**Extracted text:**
** BEGIN **

Equation of Tangent to a Circle – Condition of Tangency

When a straight line meet a circle on two coincident points then it is called the tangent to a circle. Here, you will learn condition of line to be a tangent  to a circle and equation of tangent to a circle with example.

Condition of Tangency :

The line L = 0 touches the circle S = 0 if P the length of the perpendicular from the center to that line and radius of the circle r are equal i.e.

P = r

Equation of Tangent to a Circle Formula

(i)  The Tangent at a point (\(x_1,y_1\)) on the circle \(x^2\) + \(y^2\) = \(a^2\) is

\(xx_1 + yy_1\) = \(a^2\)

** END **

**Records for the task:**
** BEGIN **

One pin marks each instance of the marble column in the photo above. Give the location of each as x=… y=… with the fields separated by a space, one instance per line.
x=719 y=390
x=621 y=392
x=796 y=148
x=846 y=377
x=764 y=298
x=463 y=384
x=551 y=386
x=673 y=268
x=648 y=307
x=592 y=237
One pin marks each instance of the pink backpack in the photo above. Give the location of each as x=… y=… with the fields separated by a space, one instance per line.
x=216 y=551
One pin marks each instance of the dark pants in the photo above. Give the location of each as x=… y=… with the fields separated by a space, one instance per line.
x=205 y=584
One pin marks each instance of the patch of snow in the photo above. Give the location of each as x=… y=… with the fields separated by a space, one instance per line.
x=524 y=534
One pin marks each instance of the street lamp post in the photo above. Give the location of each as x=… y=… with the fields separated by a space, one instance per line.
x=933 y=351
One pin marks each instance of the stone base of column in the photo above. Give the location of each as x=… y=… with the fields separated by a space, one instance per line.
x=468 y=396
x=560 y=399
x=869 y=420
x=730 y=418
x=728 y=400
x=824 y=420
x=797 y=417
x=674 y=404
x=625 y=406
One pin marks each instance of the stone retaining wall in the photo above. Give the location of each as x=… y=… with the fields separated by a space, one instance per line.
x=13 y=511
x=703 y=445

** END **
** BEGIN **

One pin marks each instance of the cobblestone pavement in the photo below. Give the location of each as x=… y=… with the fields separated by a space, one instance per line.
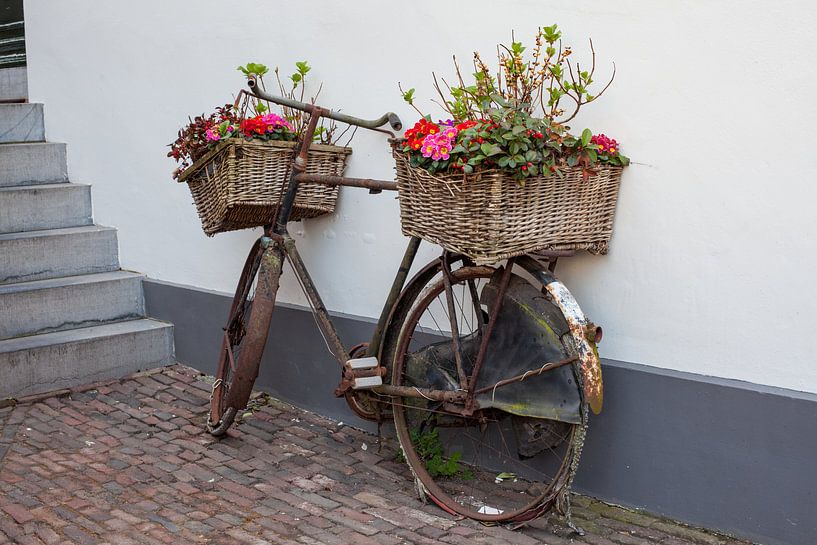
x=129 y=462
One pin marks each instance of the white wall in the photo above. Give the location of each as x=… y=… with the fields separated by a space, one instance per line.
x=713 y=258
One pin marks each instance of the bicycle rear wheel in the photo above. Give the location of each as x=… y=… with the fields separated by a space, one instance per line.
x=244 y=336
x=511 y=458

** END **

**Parts of the exercise:**
(a) In the text on tangents to a circle, what condition must hold for the line L = 0 to touch the circle S = 0?
(b) Duplicate the entries from the line with "One pin marks each instance of the cobblestone" to the line with "x=511 y=458", including both of those lines, and omit the pictures.
The text and the entries have no connection to each other.

**Solutions below:**
(a) The length P of the perpendicular from the center to the line must equal the radius r of the circle, that is, P = r.

(b)
One pin marks each instance of the cobblestone pavement in the photo below. Give the location of each as x=… y=… with the fields separated by a space, one instance per line.
x=129 y=462
One pin marks each instance of the white wall in the photo above. Give the location of each as x=… y=… with the fields separated by a space, one instance per line.
x=713 y=258
One pin marks each instance of the bicycle rear wheel in the photo above. Give the location of each as x=… y=… with the fields separated by a space, one instance per line.
x=244 y=336
x=511 y=458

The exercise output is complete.